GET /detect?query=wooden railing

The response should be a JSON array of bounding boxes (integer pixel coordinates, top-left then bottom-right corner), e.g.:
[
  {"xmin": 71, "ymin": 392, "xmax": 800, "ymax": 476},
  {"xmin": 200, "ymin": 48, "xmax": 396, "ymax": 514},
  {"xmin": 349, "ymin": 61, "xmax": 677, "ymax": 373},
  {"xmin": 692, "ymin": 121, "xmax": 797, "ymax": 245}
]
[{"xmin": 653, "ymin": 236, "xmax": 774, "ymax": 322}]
* * * *
- **Requirements**: Reproduce every line of the rows above, requests included, and shift each bounding box coordinate in the answers by -120. Leave the numbers in the requests and their format samples unchanged.

- **Response**:
GET /detect?query=wooden railing

The response should be a JSON array of bounding boxes (integer pixel coordinates, top-left then bottom-right corner), e.g.:
[
  {"xmin": 71, "ymin": 392, "xmax": 800, "ymax": 476},
  {"xmin": 200, "ymin": 48, "xmax": 396, "ymax": 514},
  {"xmin": 349, "ymin": 61, "xmax": 677, "ymax": 373},
  {"xmin": 692, "ymin": 121, "xmax": 797, "ymax": 245}
]
[{"xmin": 533, "ymin": 116, "xmax": 654, "ymax": 202}]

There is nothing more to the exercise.